### Extrait fourni
<<<<

Mais le chemin de la reconstruction sera également difficile, et le processus bénéfique mais aussi douloureux de l’apokalupsis peut encore avoir un long chemin à parcourir.

Selon le père Ernesto [ndt: le « prêtre romain traditionnel respecté, proche du Vatican » de la partie II] , la plupart des cardinaux et des évêques ayant été mal formés après le Concile, il est probable qu’ils continueront à tolérer la crise, à moins qu’un futur pape n’y mette un terme. Ils attendent eux aussi le prochain pape. Aucun d’entre eux ne déchire ses vêtements – a-t-il affirmé -, mais c’est une punition que nous méritons amplement ».
Comme d’autres, il voit dans ce moment à la fois une punition et une purification. Et il poursuit:

« Les gens sont de plus en plus conscients de la crise mais pas la hiérarchie, les évêques et les prêtres, et il a affirmé que s’ils ne se réveillent pas, il ne faut pas s’attendre à ce que les laïcs le fassent en grand nombre.
Le clergé est au pouvoir et peut continuer sans les fidèles. Ils peuvent continuer éternellement, détruisant de plus en plus, mangeant les os et les entrailles, parce qu’ils sont prêtres, ils sont la hiérarchie. »

Toutes les révélations de ce pontificat ont été utiles, dit le père Ernesto, mais selon lui, les évêques et les prêtres ne sont pas suffisamment formés pour en comprendre le sens. Il note:

« Quelles ont été jusqu’à présent les conséquences tangibles de toute la corruption mise en lumière ? Presque rien »

Et de souligner :

« Plus nous ne résistons pas, plus nous méritons le châtiment ».

Un autre facteur qui pourrait prolonger ce processus est la popularité résiduelle du pape François. Il continue d’être populaire auprès de la grande majorité des catholiques et des gens du monde entier. La plupart des gens ne suivent pas de près les nouvelles du Vatican, sont probablement mal catéchisés ou, comme beaucoup aujourd’hui, sont incapables de raisonner correctement. Ils acceptent sans doute ce qu’ils voient dans les grands médias : l’engagement de François en faveur des pauvres matériels, de ceux qui sont à la périphérie, mais aussi son bouleversement de la hiérarchie de l’Église, la persécution des traditionalistes et une approche plus souple de la morale. Il donne au monde tous les « bons signaux » et parle son langage : un pape de la fraternité, de l’égalité, de la liberté morale apparemment illimitée et de l’inclusion. Cela rend les choses plus faciles et moins exigeantes non seulement pour le catholique moyen, mais aussi pour les évêques et les prêtres passifs.

Une chose pourrait toutefois accélérer tout le processus : le moment où l’argent viendra à manquer et/ou où le Saint-Siège commencera à le recevoir de sources corrompues, ce qui semble avoir déjà commencé. Comme le dit souvent un ami polonais, expert de l’Église, se souvenant de l’époque du communisme : « Ils ne peuvent faire durer le parti que tant que l’argent rentre. Une fois qu’il n’y en a plus, la fête est finie ».

>>>>

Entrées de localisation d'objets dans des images
<<<<

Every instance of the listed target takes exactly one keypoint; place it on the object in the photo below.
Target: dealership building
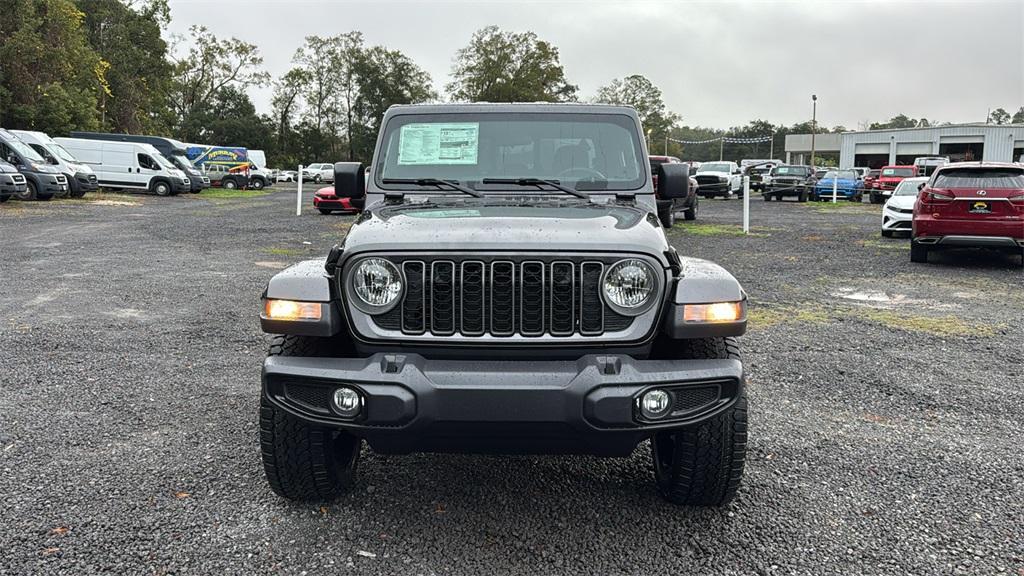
(961, 142)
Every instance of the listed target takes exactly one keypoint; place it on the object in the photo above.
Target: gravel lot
(886, 402)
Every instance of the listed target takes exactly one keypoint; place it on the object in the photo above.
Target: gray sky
(718, 65)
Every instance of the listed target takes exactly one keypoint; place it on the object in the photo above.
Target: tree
(384, 78)
(210, 66)
(998, 116)
(139, 77)
(639, 92)
(49, 75)
(509, 67)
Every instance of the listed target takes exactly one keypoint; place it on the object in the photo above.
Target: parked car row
(965, 204)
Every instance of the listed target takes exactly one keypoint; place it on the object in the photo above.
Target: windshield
(908, 187)
(980, 178)
(841, 174)
(581, 151)
(181, 163)
(905, 172)
(791, 171)
(25, 150)
(61, 153)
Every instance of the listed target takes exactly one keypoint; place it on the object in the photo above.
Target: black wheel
(304, 461)
(919, 252)
(666, 213)
(160, 188)
(30, 192)
(702, 465)
(691, 212)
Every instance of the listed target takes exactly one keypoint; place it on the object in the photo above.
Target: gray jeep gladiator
(508, 288)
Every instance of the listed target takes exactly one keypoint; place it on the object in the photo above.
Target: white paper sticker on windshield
(438, 144)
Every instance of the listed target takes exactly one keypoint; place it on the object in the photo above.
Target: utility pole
(814, 124)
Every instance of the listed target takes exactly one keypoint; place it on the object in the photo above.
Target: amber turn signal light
(718, 312)
(292, 310)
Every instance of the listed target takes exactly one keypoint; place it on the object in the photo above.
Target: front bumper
(12, 183)
(588, 406)
(893, 220)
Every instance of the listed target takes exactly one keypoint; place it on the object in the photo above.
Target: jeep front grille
(503, 297)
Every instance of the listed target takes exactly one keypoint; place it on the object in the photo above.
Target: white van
(128, 165)
(81, 178)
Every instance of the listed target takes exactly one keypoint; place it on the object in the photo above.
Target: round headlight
(377, 284)
(630, 286)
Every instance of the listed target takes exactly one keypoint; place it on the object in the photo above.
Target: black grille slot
(413, 313)
(690, 399)
(591, 307)
(442, 297)
(314, 398)
(562, 298)
(503, 298)
(531, 299)
(472, 298)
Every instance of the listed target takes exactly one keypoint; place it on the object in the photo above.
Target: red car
(888, 179)
(327, 202)
(970, 204)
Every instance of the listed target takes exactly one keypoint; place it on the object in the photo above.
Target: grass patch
(709, 229)
(285, 251)
(886, 245)
(936, 325)
(223, 193)
(760, 317)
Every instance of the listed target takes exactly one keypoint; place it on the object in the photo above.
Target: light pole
(814, 124)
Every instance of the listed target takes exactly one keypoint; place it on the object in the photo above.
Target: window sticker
(429, 144)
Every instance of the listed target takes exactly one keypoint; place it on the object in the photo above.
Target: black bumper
(589, 406)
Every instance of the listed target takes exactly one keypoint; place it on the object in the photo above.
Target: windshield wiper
(537, 182)
(452, 184)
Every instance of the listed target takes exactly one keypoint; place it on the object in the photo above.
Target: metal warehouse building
(875, 149)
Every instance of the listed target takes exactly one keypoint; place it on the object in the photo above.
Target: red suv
(970, 204)
(888, 179)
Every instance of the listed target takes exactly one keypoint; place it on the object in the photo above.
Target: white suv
(322, 172)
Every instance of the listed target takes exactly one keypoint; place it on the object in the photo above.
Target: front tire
(304, 461)
(702, 465)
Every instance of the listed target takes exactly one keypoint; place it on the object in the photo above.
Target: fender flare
(704, 282)
(305, 281)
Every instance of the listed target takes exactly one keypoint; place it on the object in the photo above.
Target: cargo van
(80, 177)
(171, 149)
(42, 180)
(130, 166)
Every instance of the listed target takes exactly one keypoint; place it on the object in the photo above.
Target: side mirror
(350, 181)
(673, 180)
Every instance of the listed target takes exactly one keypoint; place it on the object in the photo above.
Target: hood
(901, 202)
(515, 223)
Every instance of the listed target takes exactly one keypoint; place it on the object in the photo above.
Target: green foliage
(502, 67)
(209, 67)
(49, 75)
(639, 92)
(139, 75)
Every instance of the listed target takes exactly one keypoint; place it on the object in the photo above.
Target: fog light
(346, 403)
(655, 404)
(292, 310)
(719, 312)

>>>>

### Tâche donnée 1
Répondez aux questions suivantes à partir de l'extrait sur la crise de l'Église.
(a) Selon le père Ernesto, qui n'est pas conscient de la crise, contrairement aux gens ?
(b) Quelle réponse donne-t-il à sa question sur les conséquences tangibles de la corruption mise en lumière ?
(c) D'après l'ami polonais, tant que quoi peut-on faire durer le parti ?
### Tâche donnée 2
Relevez toutes les lignes des enregistrements où figure le mot « black ».
Le texte et les enregistrements n'ont aucun lien entre eux.

### Résultat 1
(a) La hiérarchie, les évêques et les prêtres.
(b) Presque rien.
(c) Tant que l'argent rentre.

### Résultat 2
Target: black wheel
Target: black grille slot
Target: black bumper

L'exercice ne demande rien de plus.